--- Task goal ---
Could you retype the entries below exactly, omitting every picture?

--- Given data ---

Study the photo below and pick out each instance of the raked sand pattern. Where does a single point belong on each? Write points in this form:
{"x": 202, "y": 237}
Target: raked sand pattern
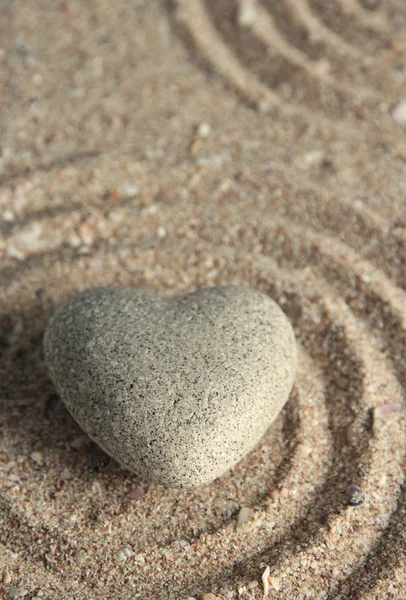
{"x": 175, "y": 145}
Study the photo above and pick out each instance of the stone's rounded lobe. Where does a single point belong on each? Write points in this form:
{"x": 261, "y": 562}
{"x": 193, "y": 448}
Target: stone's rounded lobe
{"x": 176, "y": 390}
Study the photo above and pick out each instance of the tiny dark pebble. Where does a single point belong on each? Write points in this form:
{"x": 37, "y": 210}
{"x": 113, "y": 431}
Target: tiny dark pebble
{"x": 355, "y": 495}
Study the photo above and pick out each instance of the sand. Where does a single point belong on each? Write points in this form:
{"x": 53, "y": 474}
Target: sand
{"x": 175, "y": 145}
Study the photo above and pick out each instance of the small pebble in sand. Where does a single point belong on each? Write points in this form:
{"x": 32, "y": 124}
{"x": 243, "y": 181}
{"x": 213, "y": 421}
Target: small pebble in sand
{"x": 204, "y": 130}
{"x": 17, "y": 592}
{"x": 37, "y": 457}
{"x": 81, "y": 557}
{"x": 355, "y": 495}
{"x": 120, "y": 556}
{"x": 6, "y": 576}
{"x": 252, "y": 584}
{"x": 244, "y": 516}
{"x": 265, "y": 580}
{"x": 399, "y": 113}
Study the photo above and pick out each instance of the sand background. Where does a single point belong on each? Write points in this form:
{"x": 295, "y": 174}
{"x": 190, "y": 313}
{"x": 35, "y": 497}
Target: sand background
{"x": 173, "y": 145}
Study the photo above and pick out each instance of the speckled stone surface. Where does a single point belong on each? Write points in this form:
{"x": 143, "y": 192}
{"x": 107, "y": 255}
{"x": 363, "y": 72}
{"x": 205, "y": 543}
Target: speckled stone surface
{"x": 177, "y": 391}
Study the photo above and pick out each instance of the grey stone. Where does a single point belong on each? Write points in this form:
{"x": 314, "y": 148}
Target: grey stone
{"x": 177, "y": 391}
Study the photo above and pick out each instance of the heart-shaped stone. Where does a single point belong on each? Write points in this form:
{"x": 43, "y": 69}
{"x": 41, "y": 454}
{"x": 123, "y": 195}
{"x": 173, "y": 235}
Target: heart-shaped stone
{"x": 179, "y": 390}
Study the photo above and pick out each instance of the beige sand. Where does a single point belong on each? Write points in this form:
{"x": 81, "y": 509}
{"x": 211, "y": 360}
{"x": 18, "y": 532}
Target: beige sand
{"x": 172, "y": 145}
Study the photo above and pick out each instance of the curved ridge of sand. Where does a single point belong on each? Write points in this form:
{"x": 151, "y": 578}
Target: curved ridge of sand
{"x": 172, "y": 145}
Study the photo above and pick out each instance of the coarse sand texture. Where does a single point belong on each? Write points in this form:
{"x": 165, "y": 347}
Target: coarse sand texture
{"x": 167, "y": 146}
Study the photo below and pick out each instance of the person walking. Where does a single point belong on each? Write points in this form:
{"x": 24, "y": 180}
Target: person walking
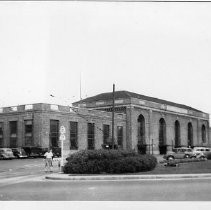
{"x": 48, "y": 161}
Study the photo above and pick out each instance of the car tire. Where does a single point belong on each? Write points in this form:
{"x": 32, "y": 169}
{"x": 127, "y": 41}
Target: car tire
{"x": 186, "y": 156}
{"x": 170, "y": 158}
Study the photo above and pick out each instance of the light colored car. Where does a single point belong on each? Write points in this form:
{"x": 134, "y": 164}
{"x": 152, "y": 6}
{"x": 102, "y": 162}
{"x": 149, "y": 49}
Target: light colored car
{"x": 6, "y": 153}
{"x": 179, "y": 153}
{"x": 201, "y": 151}
{"x": 19, "y": 152}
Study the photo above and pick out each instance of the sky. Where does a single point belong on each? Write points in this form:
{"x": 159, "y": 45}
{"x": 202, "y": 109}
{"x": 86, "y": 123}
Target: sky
{"x": 161, "y": 50}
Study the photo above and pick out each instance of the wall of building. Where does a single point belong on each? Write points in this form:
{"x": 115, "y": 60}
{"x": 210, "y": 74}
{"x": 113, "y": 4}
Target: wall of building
{"x": 152, "y": 118}
{"x": 41, "y": 114}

--- Exercise answer ---
Study the photo below and pick out each instance of the raked sand pattern. Where does a single point belong on each? Write points in this form:
{"x": 202, "y": 237}
Target: raked sand pattern
{"x": 175, "y": 145}
Study the photo above and pick out each instance of the stone's rounded lobe. Where does a single point belong on each? Write points in this form:
{"x": 261, "y": 562}
{"x": 193, "y": 448}
Target: stone's rounded lobe
{"x": 176, "y": 390}
Study the photo above and pick out each instance of the tiny dark pebble. Where does a single point belong on each? Write points in this form:
{"x": 37, "y": 210}
{"x": 113, "y": 431}
Target: tiny dark pebble
{"x": 355, "y": 495}
Study the photo above and pick out each instance of the sand. Where does a single point belong on each? Write points in this form:
{"x": 53, "y": 474}
Target: sand
{"x": 175, "y": 145}
Study the photo above and pick out each instance of the small pebble in sand. Where does a single point belong on each? Write points in this form:
{"x": 32, "y": 124}
{"x": 243, "y": 181}
{"x": 213, "y": 421}
Target: small pebble in sand
{"x": 204, "y": 130}
{"x": 17, "y": 592}
{"x": 37, "y": 457}
{"x": 81, "y": 557}
{"x": 355, "y": 495}
{"x": 120, "y": 556}
{"x": 6, "y": 576}
{"x": 252, "y": 584}
{"x": 244, "y": 516}
{"x": 265, "y": 580}
{"x": 399, "y": 113}
Study the photo above and pick out each instance of the sand background. Where does a single point belong on each? Write points in this form:
{"x": 295, "y": 174}
{"x": 190, "y": 313}
{"x": 35, "y": 497}
Target: sand background
{"x": 173, "y": 145}
Study the photo above and pick out each instance of the speckled stone surface. Where does a single point belong on each? Write points in this form:
{"x": 143, "y": 192}
{"x": 107, "y": 255}
{"x": 363, "y": 72}
{"x": 205, "y": 543}
Target: speckled stone surface
{"x": 177, "y": 391}
Study the photo above and pick out each instance of the grey stone. Where does a single point belong on each? Write points in this form:
{"x": 314, "y": 148}
Target: grey stone
{"x": 177, "y": 391}
Study the photo above and pick out each instance of the heart-shaped stone. Where does a single point belong on each? Write points in this form:
{"x": 43, "y": 69}
{"x": 41, "y": 454}
{"x": 123, "y": 195}
{"x": 173, "y": 235}
Target: heart-shaped stone
{"x": 179, "y": 390}
Study the photo above and pick out each instance of the beige sand. Where does a single point belong on each? Write points in this form:
{"x": 81, "y": 509}
{"x": 211, "y": 360}
{"x": 18, "y": 532}
Target: beige sand
{"x": 172, "y": 145}
Study the photo above and pick out each instance of the curved ridge of sand. Where does a single point belong on each? Write points in this form:
{"x": 151, "y": 578}
Target: curved ridge of sand
{"x": 172, "y": 145}
Study the photo above and pick out each instance of the coarse sand texture. Where does a single point belong on each? Write points in this form:
{"x": 165, "y": 347}
Target: coarse sand texture
{"x": 167, "y": 146}
Study the photo below and pick out each instance of the person walking. Where does a single point belong on each? Write points in this form:
{"x": 24, "y": 180}
Target: person walking
{"x": 48, "y": 161}
Study the photo above and pick out each instance of the car tire. Where does a single point belong on each? Write points in this form:
{"x": 32, "y": 169}
{"x": 127, "y": 41}
Target: car tire
{"x": 186, "y": 156}
{"x": 170, "y": 158}
Study the photo above and pick out each instance of the light colored car. Where does a single point belong on each? Write points in this form:
{"x": 134, "y": 164}
{"x": 152, "y": 6}
{"x": 102, "y": 162}
{"x": 149, "y": 49}
Target: light colored car
{"x": 6, "y": 153}
{"x": 179, "y": 153}
{"x": 201, "y": 151}
{"x": 19, "y": 152}
Study the photo above and pick out each instance of the sky. Where does a single point belong on each? Write points in this form:
{"x": 159, "y": 45}
{"x": 202, "y": 109}
{"x": 86, "y": 123}
Target: sky
{"x": 161, "y": 50}
Study the photo above and pick out each instance of the wall of building. Where does a single point belong on each? Write points in this form:
{"x": 115, "y": 60}
{"x": 210, "y": 74}
{"x": 113, "y": 4}
Target: wall of building
{"x": 152, "y": 118}
{"x": 41, "y": 114}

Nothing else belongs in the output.